STORED DATA.
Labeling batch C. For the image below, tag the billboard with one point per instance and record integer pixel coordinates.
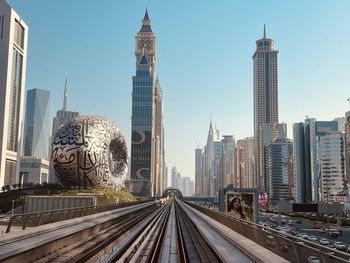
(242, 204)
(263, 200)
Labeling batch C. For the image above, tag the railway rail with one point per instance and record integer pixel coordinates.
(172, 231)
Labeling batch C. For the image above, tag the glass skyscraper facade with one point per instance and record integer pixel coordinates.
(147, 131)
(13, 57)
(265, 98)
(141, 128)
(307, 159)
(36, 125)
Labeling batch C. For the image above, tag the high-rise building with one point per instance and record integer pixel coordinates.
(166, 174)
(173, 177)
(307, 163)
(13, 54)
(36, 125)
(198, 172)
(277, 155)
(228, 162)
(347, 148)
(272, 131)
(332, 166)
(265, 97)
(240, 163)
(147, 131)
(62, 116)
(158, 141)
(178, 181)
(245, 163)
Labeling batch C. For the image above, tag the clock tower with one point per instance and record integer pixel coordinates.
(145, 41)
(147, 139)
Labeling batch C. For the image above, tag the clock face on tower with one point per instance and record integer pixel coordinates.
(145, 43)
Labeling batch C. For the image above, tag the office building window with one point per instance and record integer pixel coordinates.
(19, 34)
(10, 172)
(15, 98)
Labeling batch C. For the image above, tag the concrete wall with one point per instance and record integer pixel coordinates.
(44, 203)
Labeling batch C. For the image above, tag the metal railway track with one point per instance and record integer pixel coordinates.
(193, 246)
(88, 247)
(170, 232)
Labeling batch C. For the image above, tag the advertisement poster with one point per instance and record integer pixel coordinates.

WRITTEN INSTRUCTION.
Reproduce verbatim every line of the items from the line containing "Labeling batch C. For the image above, tag the concrete" through the last line of the items, both ends included.

SOLUTION FOR THIS EXERCISE.
Labeling batch C. For the image above, tag the concrete wall with one point per instance and record integer pixel coordinates.
(44, 203)
Labeling batch C. For the image above, tag the metal railway track with one point per instance and record integer pixel coordinates.
(193, 246)
(88, 247)
(170, 232)
Labeling batch C. For the image above, tag the advertisement poster with one point per instance and record integer pixel coordinates.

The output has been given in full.